* **Text**
-- -- --

From b35e4b7fcfaff17721cc8bb6b21579b7c1e54747 Mon Sep 17 00:00:00 2001
From: Alexander Nesterov <nesterov.alexander@outlook.com>
Date: Fri, 10 Oct 2025 19:51:38 +0200
Subject: [PATCH 2/5] refactor formatting and improve clarity in performance
 table generation

---
 scoreboard/main.py           | 18 +++++++++---
 scripts/create_perf_table.py | 56 ++++++++++++++++++++++++++----------
 2 files changed, 55 insertions(+), 19 deletions(-)

diff --git a/scoreboard/main.py b/scoreboard/main.py
index 31976212..92015ec4 100644
--- a/scoreboard/main.py
+++ b/scoreboard/main.py
@@ -676,19 +676,29 @@ def _compute_display_deadlines_processes(n_items: int) -> list[date]:
 
     # Locate perf CSVs from CI or local runs (threads and processes)
     candidates_threads = [
-        script_dir.parent / "build" / "perf_stat_dir" / "threads_task_run_perf_table.csv",
+        script_dir.parent
+        / "build"
+        / "perf_stat_dir"

-- -- --

* **Data**
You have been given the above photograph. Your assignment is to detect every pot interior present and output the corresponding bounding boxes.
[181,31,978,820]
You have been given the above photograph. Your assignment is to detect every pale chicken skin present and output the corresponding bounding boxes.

-- -- --

* **What you need to do**
Copy out the patch word for word, keeping every line, space, and symbol unchanged. The listing has nothing to do with the patch.

* **Reply**
From b35e4b7fcfaff17721cc8bb6b21579b7c1e54747 Mon Sep 17 00:00:00 2001
From: Alexander Nesterov <nesterov.alexander@outlook.com>
Date: Fri, 10 Oct 2025 19:51:38 +0200
Subject: [PATCH 2/5] refactor formatting and improve clarity in performance
 table generation

---
 scoreboard/main.py           | 18 +++++++++---
 scripts/create_perf_table.py | 56 ++++++++++++++++++++++++++----------
 2 files changed, 55 insertions(+), 19 deletions(-)

diff --git a/scoreboard/main.py b/scoreboard/main.py
index 31976212..92015ec4 100644
--- a/scoreboard/main.py
+++ b/scoreboard/main.py
@@ -676,19 +676,29 @@ def _compute_display_deadlines_processes(n_items: int) -> list[date]:
 
     # Locate perf CSVs from CI or local runs (threads and processes)
     candidates_threads = [
-        script_dir.parent / "build" / "perf_stat_dir" / "threads_task_run_perf_table.csv",
+        script_dir.parent
+        / "build"
+        / "perf_stat_dir"